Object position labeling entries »

begin

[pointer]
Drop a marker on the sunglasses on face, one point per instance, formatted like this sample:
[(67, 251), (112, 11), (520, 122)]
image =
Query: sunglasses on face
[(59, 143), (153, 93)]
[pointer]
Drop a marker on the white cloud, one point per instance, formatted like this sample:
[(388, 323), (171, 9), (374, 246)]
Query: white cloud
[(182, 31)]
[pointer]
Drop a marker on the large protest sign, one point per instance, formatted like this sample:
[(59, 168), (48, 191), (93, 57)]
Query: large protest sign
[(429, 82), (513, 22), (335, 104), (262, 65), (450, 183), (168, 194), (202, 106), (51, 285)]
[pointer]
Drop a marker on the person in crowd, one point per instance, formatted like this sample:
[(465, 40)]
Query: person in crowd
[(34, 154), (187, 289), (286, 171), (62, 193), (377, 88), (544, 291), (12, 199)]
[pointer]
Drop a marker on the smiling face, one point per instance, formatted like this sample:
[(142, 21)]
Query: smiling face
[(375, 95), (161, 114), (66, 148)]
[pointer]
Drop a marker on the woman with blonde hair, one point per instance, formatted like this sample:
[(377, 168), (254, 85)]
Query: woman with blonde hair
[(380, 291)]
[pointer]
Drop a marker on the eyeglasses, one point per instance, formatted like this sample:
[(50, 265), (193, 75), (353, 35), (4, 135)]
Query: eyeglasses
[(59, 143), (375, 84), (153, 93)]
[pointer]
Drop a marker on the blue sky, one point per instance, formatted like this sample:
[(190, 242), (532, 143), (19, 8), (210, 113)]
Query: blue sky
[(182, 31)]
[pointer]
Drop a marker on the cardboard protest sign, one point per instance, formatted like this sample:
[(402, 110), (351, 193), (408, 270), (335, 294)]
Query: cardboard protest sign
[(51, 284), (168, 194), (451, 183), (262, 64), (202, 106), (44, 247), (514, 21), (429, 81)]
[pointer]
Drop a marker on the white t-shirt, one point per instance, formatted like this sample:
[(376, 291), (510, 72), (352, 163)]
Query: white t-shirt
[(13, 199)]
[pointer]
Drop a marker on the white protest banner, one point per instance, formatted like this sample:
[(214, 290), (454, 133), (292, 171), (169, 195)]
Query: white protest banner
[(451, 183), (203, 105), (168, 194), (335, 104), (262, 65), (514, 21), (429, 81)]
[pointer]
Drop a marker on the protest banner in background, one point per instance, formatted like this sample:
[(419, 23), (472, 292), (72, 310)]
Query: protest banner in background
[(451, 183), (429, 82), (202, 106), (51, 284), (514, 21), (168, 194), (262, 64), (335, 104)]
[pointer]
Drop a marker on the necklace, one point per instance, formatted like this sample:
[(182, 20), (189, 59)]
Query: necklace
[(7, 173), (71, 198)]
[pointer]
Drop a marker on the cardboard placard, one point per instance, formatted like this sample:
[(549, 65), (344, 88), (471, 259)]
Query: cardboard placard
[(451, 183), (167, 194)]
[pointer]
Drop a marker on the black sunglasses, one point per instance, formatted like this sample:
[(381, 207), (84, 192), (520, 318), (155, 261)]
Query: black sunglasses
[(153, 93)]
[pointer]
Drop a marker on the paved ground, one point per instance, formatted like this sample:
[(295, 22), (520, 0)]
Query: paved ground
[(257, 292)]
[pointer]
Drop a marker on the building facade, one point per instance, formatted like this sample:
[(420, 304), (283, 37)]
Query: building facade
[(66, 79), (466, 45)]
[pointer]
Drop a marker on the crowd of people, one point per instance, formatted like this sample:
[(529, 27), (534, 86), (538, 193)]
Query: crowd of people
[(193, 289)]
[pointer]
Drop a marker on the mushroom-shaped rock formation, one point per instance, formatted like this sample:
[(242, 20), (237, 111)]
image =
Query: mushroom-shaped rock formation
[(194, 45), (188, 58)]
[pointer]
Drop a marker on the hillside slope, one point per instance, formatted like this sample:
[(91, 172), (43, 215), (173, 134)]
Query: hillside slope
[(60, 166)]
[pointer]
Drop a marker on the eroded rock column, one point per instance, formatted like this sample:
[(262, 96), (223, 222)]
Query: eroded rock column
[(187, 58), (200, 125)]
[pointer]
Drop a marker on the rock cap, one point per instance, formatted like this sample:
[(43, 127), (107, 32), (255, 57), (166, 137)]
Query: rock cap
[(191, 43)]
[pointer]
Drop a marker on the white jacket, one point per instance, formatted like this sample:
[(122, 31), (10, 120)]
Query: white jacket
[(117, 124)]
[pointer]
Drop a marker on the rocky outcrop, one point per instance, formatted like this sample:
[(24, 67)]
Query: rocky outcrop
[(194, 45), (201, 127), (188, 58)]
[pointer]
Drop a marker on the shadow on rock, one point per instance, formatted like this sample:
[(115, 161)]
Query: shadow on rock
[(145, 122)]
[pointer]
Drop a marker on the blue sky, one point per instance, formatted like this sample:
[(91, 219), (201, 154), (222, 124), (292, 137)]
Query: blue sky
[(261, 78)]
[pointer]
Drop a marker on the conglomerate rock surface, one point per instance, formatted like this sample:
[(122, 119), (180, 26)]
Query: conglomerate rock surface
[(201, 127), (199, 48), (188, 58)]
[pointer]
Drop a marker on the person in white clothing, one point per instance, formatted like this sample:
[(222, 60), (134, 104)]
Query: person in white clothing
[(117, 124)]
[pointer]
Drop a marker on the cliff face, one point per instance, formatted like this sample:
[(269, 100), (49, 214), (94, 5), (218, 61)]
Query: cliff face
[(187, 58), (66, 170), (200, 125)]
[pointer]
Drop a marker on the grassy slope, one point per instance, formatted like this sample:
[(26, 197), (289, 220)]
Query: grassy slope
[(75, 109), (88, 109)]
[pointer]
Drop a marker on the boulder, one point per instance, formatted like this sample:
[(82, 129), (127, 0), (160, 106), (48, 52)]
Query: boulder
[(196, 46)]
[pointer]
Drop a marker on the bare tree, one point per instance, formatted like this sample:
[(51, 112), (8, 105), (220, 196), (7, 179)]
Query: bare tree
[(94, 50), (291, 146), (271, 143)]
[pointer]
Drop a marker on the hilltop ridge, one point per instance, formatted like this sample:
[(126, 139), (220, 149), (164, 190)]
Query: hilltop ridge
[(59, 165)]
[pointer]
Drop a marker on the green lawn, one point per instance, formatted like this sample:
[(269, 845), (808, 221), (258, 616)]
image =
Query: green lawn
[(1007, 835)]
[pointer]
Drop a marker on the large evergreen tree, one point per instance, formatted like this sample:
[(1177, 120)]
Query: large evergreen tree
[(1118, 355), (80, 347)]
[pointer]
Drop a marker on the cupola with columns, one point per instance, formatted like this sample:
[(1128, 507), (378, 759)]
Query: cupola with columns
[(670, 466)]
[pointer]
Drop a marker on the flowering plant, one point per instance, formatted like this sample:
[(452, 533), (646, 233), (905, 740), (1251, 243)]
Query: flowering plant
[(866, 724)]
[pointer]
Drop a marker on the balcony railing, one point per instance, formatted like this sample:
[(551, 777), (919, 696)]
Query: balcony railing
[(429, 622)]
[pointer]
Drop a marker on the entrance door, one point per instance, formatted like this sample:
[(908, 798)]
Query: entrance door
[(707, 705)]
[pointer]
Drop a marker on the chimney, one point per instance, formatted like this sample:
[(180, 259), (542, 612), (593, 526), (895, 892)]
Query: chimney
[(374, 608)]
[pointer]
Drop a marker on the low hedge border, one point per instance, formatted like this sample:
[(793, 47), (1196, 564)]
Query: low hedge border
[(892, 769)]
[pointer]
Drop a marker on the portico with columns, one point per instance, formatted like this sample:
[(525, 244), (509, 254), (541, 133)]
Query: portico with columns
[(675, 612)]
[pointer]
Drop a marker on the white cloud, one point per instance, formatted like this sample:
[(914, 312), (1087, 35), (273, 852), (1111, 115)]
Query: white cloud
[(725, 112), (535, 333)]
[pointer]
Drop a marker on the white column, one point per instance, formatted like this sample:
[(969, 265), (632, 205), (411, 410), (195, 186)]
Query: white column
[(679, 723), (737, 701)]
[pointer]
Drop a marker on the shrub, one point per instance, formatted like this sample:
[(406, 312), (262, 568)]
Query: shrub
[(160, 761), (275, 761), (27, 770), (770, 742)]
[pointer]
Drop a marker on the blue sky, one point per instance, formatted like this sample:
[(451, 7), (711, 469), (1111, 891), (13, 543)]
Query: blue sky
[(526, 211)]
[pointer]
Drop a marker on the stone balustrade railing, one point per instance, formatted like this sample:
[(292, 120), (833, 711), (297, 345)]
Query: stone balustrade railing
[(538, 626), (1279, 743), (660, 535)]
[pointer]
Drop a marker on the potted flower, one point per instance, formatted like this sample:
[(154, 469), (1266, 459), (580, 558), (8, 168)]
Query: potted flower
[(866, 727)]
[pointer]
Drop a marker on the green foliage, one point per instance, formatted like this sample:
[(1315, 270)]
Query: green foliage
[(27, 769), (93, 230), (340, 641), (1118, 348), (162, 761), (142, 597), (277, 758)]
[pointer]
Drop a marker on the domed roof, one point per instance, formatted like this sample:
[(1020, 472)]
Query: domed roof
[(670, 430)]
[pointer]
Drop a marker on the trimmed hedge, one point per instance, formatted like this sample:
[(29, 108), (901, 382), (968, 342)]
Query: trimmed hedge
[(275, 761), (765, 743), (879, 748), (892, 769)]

end

Exercise instructions »
Gather every line of the data above that contains the string "clothing".

Final result »
Drop a marker on the person in white clothing, one point per instance, formatted like this sample:
Query: person in white clothing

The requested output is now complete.